• Exercise requirements
A - Say whether each statement agrees with the article on the Colorado mine spill, answering yes or no and quoting the deciding words of the article: (i) the spill put 3 million gallons of toxic metals into the Animas River; (ii) New Mexico's notice targets only the EPA; (iii) farmers and ranchers on the Navaho Nation went without a water source for their crops and livestock for weeks.
B - Reproduce the part of the article on the Colorado mine spill that begins at the words "Yellow mine waste" and stops after the words "in four states.".

[Provided passage]

New Mexico planning to sue the US government over toxic Colorado mine spill

Yellow mine waste water from the Gold King Mine is seen in San Juan County, Colorado, in this picture released by the Environmental Protection Agency (EPA) taken August 7, 2015 © EPA
New Mexico has signaled that it will sue the federal government, along with the owners of two Colorado mines, for a massive spill of 3 million gallons of toxic metals into the Animas River. The spill contaminated rivers and agricultural lands in four states.

New Mexico made its intent to sue known in papers filed on Thursday claiming the government had created “an imminent and substantial endangerment to the health of New Mexico’s citizens and the environment of the Animas and San Juan Rivers,” the Associated Press reported.

The notice targets the US Environmental Protection Agency and the Bureau of Land Management, as well as the Gold King and Sunnyside Mines, whose waste polluted the Animas and San Juan rivers on August 5, 2015.

“From the very beginning, the EPA failed to hold itself accountable in the same way that it would a private business,” Ryan Flynn, cabinet secretary of New Mexico’s environment department, said in a statement. “The EPA caused an unprecedented disaster that may affect our state for years to come; they must take responsibility.”

An EPA cleanup crew at the Gold King Mine, Colorado accidentally set loose 3 million gallons of toxic mine sludge and wastewater containing the heavy metals arsenic, lead, cadmium, copper, mercury and zinc. The accident contaminated rivers in Colorado, Utah and New Mexico, briefly shutting down drinking water supplies and raising alarms over the spill’s potential long-term effects on agriculture.

Photographs taken in the aftermath of the spill showed a mustard-colored plume in the rivers.

Specifically, the waste travelled through the Animas Valley, into New Mexico and the San Juan River, forcing farmers and municipalities to shut off water supplies at thousands of drinking water wells, including some as far as 100 miles away. Farmers and ranchers on the Navaho Nation were left without a water source for their crops and livestock for weeks.

[/Provided passage]
[Provided data]

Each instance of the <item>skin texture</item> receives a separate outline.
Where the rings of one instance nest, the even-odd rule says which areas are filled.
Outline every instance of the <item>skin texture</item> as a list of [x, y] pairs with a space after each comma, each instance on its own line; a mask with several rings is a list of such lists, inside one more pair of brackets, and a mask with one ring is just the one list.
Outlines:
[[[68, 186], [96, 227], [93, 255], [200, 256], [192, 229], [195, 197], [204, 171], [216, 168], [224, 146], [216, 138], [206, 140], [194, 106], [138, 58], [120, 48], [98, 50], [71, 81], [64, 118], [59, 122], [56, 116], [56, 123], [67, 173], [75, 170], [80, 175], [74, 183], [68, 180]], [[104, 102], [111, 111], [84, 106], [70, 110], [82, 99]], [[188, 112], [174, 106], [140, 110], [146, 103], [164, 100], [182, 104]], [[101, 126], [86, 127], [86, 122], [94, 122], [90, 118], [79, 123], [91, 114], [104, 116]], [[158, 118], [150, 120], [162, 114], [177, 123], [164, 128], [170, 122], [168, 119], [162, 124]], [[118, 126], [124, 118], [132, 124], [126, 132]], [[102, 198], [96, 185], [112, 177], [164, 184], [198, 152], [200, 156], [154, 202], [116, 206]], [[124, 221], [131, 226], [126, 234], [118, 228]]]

[/Provided data]

• Responses by task
A -
(i) Yes: "a massive spill of 3 million gallons of toxic metals into the Animas River"
(ii) No: "The notice targets the US Environmental Protection Agency and the Bureau of Land Management, as well as the Gold King and Sunnyside Mines"
(iii) Yes: "Farmers and ranchers on the Navaho Nation were left without a water source for their crops and livestock for weeks."

B -
Yellow mine waste water from the Gold King Mine is seen in San Juan County, Colorado, in this picture released by the Environmental Protection Agency (EPA) taken August 7, 2015 © EPA
New Mexico has signaled that it will sue the federal government, along with the owners of two Colorado mines, for a massive spill of 3 million gallons of toxic metals into the Animas River. The spill contaminated rivers and agricultural lands in four states.